Data under study START

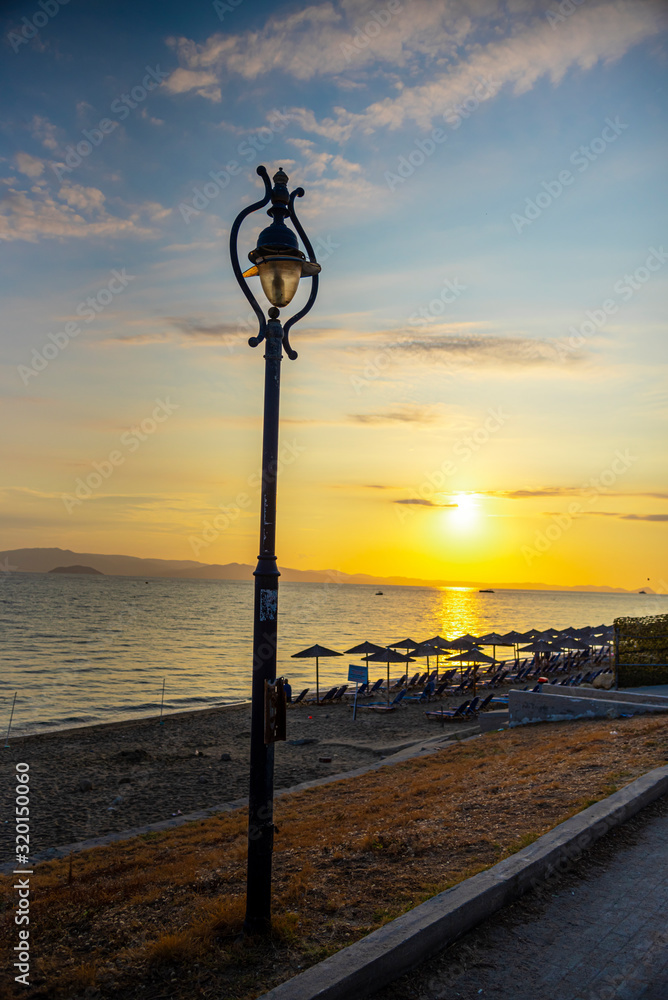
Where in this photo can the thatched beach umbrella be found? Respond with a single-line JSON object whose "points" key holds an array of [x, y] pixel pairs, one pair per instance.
{"points": [[475, 657], [493, 639], [403, 644], [440, 645], [365, 649], [314, 653], [426, 649], [543, 647], [389, 655]]}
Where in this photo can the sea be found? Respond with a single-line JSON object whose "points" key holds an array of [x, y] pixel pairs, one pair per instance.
{"points": [[79, 649]]}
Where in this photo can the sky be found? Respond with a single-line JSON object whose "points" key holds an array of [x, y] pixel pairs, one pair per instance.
{"points": [[480, 393]]}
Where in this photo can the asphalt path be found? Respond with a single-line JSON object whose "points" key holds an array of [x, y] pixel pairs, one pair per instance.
{"points": [[598, 931]]}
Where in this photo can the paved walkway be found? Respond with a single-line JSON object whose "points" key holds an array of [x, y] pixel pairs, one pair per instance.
{"points": [[597, 932]]}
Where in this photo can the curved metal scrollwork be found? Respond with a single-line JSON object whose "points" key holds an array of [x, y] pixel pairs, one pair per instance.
{"points": [[236, 267], [299, 193], [234, 233]]}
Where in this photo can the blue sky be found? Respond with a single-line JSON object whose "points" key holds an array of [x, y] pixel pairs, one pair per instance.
{"points": [[460, 276]]}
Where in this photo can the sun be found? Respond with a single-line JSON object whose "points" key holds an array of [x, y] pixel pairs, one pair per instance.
{"points": [[466, 513]]}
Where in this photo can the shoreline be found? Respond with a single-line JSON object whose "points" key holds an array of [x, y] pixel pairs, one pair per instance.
{"points": [[133, 720], [93, 780]]}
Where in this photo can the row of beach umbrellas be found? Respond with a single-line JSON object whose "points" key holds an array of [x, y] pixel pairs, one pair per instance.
{"points": [[467, 648]]}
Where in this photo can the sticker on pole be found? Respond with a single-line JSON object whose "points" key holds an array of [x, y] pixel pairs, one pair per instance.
{"points": [[359, 674], [268, 605]]}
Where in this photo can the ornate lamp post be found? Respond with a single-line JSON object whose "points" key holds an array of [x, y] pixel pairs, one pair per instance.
{"points": [[279, 263]]}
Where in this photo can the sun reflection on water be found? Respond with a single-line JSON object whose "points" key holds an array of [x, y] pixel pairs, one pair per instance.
{"points": [[458, 612]]}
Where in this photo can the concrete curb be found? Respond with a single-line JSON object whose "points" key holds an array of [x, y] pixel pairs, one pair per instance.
{"points": [[373, 962], [415, 749]]}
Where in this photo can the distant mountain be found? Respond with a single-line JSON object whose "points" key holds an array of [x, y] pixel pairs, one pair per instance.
{"points": [[76, 569], [46, 560]]}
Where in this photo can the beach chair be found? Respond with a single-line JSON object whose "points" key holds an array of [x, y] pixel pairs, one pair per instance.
{"points": [[438, 693], [326, 698], [484, 703], [380, 707], [444, 715]]}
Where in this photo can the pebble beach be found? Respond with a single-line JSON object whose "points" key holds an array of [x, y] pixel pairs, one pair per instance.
{"points": [[94, 780]]}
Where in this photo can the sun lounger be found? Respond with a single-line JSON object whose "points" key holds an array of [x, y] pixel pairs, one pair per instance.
{"points": [[443, 715], [326, 698], [380, 707]]}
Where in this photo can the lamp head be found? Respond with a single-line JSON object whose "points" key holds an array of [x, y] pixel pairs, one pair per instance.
{"points": [[277, 258]]}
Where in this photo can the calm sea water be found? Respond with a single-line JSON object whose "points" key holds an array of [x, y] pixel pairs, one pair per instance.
{"points": [[83, 649]]}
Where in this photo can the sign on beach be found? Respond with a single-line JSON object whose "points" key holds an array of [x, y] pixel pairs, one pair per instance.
{"points": [[358, 673]]}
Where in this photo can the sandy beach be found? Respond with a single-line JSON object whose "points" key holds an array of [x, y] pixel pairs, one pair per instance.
{"points": [[94, 780]]}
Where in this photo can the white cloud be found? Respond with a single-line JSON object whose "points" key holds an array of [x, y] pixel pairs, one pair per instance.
{"points": [[42, 130], [29, 165], [23, 217], [83, 198], [202, 82], [464, 42]]}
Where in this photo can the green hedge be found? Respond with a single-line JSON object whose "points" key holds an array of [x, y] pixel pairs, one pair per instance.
{"points": [[641, 650]]}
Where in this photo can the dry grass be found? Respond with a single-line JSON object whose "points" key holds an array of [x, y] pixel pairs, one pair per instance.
{"points": [[159, 915]]}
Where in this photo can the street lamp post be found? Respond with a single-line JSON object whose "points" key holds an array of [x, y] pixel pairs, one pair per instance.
{"points": [[280, 264]]}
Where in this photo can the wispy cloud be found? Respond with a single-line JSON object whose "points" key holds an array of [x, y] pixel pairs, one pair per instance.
{"points": [[472, 349], [320, 41], [627, 517], [565, 491], [402, 415], [75, 211], [425, 503]]}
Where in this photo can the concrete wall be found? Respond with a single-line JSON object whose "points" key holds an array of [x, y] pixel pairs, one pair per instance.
{"points": [[530, 706], [587, 692]]}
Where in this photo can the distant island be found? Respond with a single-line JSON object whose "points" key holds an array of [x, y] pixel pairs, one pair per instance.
{"points": [[38, 560], [76, 569]]}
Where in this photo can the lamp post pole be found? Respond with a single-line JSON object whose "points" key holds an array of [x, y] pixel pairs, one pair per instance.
{"points": [[280, 264], [261, 788]]}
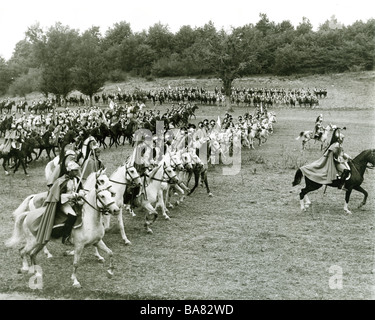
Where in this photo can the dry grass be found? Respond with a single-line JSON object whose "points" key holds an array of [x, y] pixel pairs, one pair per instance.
{"points": [[249, 241]]}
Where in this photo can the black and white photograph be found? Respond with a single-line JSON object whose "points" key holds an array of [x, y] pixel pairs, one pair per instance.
{"points": [[185, 156]]}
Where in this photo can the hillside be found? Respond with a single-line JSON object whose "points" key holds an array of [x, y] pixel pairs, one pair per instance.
{"points": [[345, 90]]}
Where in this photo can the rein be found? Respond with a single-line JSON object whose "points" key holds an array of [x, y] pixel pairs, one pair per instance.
{"points": [[124, 183], [105, 209]]}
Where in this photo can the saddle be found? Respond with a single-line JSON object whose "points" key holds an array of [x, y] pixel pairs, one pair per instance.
{"points": [[59, 222]]}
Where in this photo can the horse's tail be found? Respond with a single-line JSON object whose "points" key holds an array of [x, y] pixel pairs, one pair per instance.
{"points": [[297, 178], [24, 206], [50, 167], [300, 135], [18, 234]]}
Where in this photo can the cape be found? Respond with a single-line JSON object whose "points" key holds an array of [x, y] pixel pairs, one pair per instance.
{"points": [[323, 170], [48, 217]]}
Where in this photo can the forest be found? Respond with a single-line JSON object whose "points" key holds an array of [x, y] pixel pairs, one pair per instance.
{"points": [[59, 59]]}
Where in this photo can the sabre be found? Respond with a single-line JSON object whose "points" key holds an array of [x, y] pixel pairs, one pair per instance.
{"points": [[83, 171]]}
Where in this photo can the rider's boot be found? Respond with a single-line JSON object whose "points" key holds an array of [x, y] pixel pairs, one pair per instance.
{"points": [[68, 226], [344, 175]]}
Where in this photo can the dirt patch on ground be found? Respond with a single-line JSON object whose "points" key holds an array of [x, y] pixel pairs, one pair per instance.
{"points": [[19, 296]]}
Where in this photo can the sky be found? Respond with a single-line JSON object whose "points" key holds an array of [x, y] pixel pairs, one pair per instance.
{"points": [[17, 15]]}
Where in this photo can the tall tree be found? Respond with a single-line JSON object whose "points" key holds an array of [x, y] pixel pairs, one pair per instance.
{"points": [[229, 59], [5, 77], [56, 52], [90, 65]]}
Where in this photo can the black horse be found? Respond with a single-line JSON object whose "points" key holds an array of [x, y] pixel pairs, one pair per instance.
{"points": [[5, 125], [357, 166], [20, 155], [48, 143]]}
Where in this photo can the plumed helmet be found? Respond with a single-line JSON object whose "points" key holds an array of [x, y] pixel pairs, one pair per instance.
{"points": [[72, 165], [70, 152]]}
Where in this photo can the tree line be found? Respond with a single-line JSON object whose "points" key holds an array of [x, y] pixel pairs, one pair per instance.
{"points": [[61, 59]]}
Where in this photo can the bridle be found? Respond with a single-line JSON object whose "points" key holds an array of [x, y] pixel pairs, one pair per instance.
{"points": [[128, 174], [170, 178], [104, 208]]}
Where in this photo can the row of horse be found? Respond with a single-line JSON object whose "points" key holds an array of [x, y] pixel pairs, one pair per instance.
{"points": [[104, 197]]}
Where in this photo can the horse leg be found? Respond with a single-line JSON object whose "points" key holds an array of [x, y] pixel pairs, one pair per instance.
{"points": [[196, 177], [102, 246], [122, 228], [25, 264], [20, 161], [204, 178], [77, 255], [347, 195], [160, 203], [33, 255], [150, 212], [310, 186], [47, 253]]}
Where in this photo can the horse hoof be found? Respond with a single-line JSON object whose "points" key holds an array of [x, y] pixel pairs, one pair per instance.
{"points": [[109, 273], [101, 259]]}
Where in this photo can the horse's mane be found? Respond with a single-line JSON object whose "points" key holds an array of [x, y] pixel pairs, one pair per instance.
{"points": [[117, 170], [153, 172], [363, 154]]}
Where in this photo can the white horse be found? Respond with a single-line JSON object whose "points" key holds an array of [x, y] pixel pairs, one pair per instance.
{"points": [[308, 135], [257, 131], [175, 162], [36, 201], [97, 201], [124, 176], [156, 182]]}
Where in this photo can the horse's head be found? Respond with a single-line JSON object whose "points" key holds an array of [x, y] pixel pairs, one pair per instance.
{"points": [[169, 174], [187, 160], [133, 176], [371, 157], [105, 201], [176, 161]]}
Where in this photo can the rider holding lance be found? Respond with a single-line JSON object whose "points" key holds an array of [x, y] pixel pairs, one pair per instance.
{"points": [[332, 167]]}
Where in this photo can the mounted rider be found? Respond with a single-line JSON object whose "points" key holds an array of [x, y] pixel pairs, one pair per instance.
{"points": [[318, 130], [65, 193], [332, 167], [91, 162]]}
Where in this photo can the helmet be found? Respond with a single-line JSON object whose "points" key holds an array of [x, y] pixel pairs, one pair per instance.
{"points": [[70, 152], [72, 165]]}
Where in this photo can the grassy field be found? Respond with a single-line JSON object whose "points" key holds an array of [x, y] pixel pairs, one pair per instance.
{"points": [[250, 240]]}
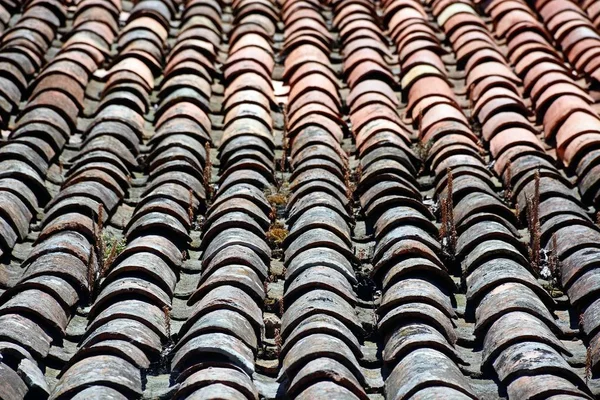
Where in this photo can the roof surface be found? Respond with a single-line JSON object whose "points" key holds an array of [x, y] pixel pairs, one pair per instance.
{"points": [[299, 199]]}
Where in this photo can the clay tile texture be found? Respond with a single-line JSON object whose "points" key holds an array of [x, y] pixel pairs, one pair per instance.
{"points": [[299, 199]]}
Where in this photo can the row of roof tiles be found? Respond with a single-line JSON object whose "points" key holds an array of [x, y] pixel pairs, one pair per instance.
{"points": [[320, 330]]}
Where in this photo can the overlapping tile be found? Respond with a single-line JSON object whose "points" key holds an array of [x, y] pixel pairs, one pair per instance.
{"points": [[415, 314], [562, 219], [371, 289], [218, 343], [319, 328], [37, 309], [25, 158], [512, 313]]}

Data under study END

__Directions__: Take the line that contains "Where in this photo can the clay" and each line after it down to the last of the records, and retype them exactly; add nothing else.

__Exercise result__:
Where in this photo can the clay tile texture be found? Respond with a single-line JSON object whose "points" key holds an array of [x, y] pixel pairs, one pair per instance.
{"points": [[299, 199]]}
Where in this photo can the row of roof tiles be found? Respond with a single-line JSON object whose "points" key holds an array of [x, y] pixel pairs, one pair per instance.
{"points": [[320, 330]]}
Where in this photo can the overlapping tile be found? Respond with a single-line JSON object whose "points" key holds an array of [x, y] pixel pairs, one pair per instance.
{"points": [[415, 314], [562, 219], [371, 289], [218, 343], [319, 328], [37, 309], [25, 158], [512, 313]]}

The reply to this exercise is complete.